Problems to work on
**A)** Reproduce the portion of the airport contest thread between "# Schipol Wins" and "-31 votes (24.03%)", inclusive.
**B)** Pick out every row below that contains the string "roof". The match is case-sensitive.

— START Text shown —

# Schipol Wins Twenty-Fourth Hall of Fame Contest!



## Wu-Gambino (Dec 13, 2002)

Week 24 Best Airport

*1. Schipol, Amsterdam* - 51 votes (39.53%)

*2. Chep Lap Kok, Hong Kong* -31 votes (24.03%)

*3. Changi, Singapore* - 20 votes (15.50%)

*4. KLIA, Kuala Lumpur* - 11 votes (8.53%)

*5. John F. Kennedy, New York City* - 9 votes (6.98%)

*6. Incheon, Seoul* - 7 votes (5.43%)


----------



## Forza Raalte (Sep 18, 2004)

Schipol?


----------



## CborG (Dec 2, 2003)

SchipHOL


----------



## Balleke (Sep 11, 2002)

nooit verwacht. waarom stond Eindhoven airport er niet in!


----------



## MattSal (Dec 24, 2004)

I had never even heard of Schipol prior to this contest. I think all the Europeans voted for it cause it's their only one that got nominated enough.

— END Text shown —
— START Raw records —

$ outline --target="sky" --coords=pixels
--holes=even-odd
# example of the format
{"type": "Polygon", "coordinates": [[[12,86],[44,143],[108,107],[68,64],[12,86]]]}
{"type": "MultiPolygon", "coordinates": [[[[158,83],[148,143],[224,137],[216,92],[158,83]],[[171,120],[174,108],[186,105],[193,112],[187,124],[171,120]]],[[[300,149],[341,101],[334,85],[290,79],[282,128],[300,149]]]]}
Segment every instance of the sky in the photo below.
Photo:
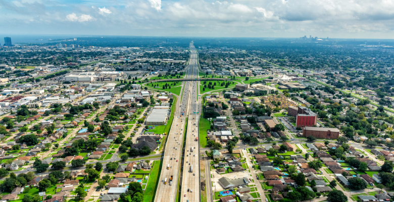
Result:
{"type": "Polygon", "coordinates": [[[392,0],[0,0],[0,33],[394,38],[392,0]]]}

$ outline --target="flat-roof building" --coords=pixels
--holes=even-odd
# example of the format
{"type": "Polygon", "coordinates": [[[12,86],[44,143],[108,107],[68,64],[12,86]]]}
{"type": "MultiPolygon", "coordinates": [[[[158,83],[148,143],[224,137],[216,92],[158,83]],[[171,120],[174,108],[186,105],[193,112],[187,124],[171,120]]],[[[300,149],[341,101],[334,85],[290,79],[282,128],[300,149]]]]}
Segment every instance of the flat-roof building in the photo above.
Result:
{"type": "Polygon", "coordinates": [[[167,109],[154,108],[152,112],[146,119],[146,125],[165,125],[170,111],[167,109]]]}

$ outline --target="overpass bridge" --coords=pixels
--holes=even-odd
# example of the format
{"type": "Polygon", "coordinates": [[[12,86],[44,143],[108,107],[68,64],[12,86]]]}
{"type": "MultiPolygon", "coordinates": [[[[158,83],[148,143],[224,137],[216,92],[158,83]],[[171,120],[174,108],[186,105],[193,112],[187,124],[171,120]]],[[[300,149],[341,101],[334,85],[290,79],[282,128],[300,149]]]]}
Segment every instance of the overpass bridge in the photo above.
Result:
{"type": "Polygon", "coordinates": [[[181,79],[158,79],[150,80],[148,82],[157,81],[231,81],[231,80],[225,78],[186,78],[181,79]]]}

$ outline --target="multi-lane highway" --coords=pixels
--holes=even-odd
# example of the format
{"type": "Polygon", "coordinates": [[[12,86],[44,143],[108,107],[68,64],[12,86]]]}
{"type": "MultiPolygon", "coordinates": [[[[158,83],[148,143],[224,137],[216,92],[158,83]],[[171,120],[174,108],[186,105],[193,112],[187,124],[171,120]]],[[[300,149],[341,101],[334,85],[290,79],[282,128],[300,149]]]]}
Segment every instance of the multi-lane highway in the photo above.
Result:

— END Raw records —
— START Raw records —

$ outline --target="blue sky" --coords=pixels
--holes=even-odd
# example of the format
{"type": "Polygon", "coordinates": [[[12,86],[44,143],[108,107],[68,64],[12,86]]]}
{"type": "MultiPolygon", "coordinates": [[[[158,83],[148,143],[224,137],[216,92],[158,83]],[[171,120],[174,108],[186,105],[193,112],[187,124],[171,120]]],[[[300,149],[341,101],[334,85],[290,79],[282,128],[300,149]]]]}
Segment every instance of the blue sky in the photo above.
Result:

— END Raw records —

Written responses
**A)**
# Schipol Wins Twenty-Fourth Hall of Fame Contest!



## Wu-Gambino (Dec 13, 2002)

Week 24 Best Airport

*1. Schipol, Amsterdam* - 51 votes (39.53%)

*2. Chep Lap Kok, Hong Kong* -31 votes (24.03%)

**B)**
$ outline --target="flat-roof building" --coords=pixels
Segment every instance of the flat-roof building in the photo above.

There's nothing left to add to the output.